## OBJECTIVE A
Rewrite every one of the labeling rows below, including the requests, and offset each point coordinate in the answers by adding 32 to both numbers. Omit the pictures.

-- start EXCERPTED TEXT --

Let’s see, the deadliest day ever in the U.S. occupation (although I would venture to say it will not be the deadliest to come, as all the evidence says the resistance is well-armed, increasingly organized, sophisticated, accurate, more and more assertive, more and more deadly… and more and more cheered by the Iraqi population) is the six-month anniversary of our action figure hero’s photo-op under the “Mission Accomplished” banner (which he now denies was his people’s responsibility… and he is right, it wasn’t their responsibility, it was their fault). Didn’t the smirking chimp say, at one point, “Bring ’em on”, enraging our troops’ families back home by seeming to invite the slaughter we are now seeing? Now we’re several weeks into a dysadministration public relations offensive accusing the media of underplaying the progress in Iraq in favor of reporting on the insurgency (which someone commented is like saying a thunderstorm obscures the sunny day behind it). Oh, and there’s that line about how the attacks on American troops are evidence of our success. What would indicate our failure? Total pacification and jubilant acceptance of occupation by the entire Iraqi populace? The Washington Post article notes that “during a southern swing on Saturday, Bush largely ignored the death toll in Iraq, referring specifically to Iraq only once in four speeches totaling 72 minutes.” Let’s face it, Dubya — there is nothing you can say; you’re a liar and you’re inept. You keep on lying, they keep on dying.

-- end EXCERPTED TEXT --
-- start EXERCISE MATERIALS --

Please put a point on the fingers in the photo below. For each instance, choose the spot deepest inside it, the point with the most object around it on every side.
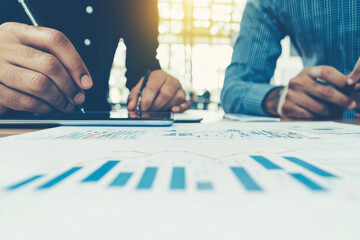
(3, 110)
(162, 92)
(292, 110)
(178, 103)
(35, 84)
(355, 74)
(22, 102)
(308, 103)
(49, 66)
(169, 95)
(155, 83)
(133, 96)
(330, 75)
(58, 45)
(306, 83)
(332, 95)
(181, 108)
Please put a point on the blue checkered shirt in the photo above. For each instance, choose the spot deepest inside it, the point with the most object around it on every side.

-- end EXERCISE MATERIALS --

## OBJECTIVE B
Decide whether each statement agrees with the passage on the Iraq occupation, answering yes or no and quoting the deciding words of the passage.
(i) Bush mentioned Iraq specifically only once across four speeches.
(ii) The deadliest day of the occupation fell on the one-year anniversary of the "Mission Accomplished" photo-op.
(iii) The article quoted about Bush's southern swing came from the New York Times.

## CORRECT ANSWER A
Please put a point on the fingers in the photo below. For each instance, choose the spot deepest inside it, the point with the most object around it on every side.
(35, 142)
(194, 124)
(324, 142)
(210, 135)
(67, 116)
(387, 106)
(54, 134)
(340, 135)
(81, 98)
(201, 127)
(187, 115)
(165, 128)
(362, 107)
(90, 77)
(338, 115)
(364, 127)
(213, 140)
Please put a point on the blue checkered shirt in the photo above. For each instance, choose the spot deepest inside it, the point with the most object around it on every side.

## CORRECT ANSWER B
(i) Yes: "referring specifically to Iraq only once in four speeches totaling 72 minutes"
(ii) No: "is the six-month anniversary of our action figure hero’s photo-op"
(iii) No: "The Washington Post article notes"